- _TASK DESCRIPTION_: Each line in the listing below that holds "every" should be counted; reply with that number only.

- _MATERIALS PROVIDED_:

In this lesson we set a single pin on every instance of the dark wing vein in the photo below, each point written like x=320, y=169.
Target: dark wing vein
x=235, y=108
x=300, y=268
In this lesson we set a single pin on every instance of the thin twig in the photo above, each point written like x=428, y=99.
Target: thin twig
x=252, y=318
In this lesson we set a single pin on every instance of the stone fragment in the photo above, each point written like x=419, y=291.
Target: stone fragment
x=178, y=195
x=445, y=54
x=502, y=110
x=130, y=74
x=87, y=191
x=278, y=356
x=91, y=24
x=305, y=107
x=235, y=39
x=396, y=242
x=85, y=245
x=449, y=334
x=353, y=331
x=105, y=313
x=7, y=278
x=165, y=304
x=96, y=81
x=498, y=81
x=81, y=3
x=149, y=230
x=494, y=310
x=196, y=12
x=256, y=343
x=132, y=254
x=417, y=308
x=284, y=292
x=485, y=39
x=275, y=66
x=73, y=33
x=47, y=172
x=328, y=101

- _WRITTEN REPLY_: 3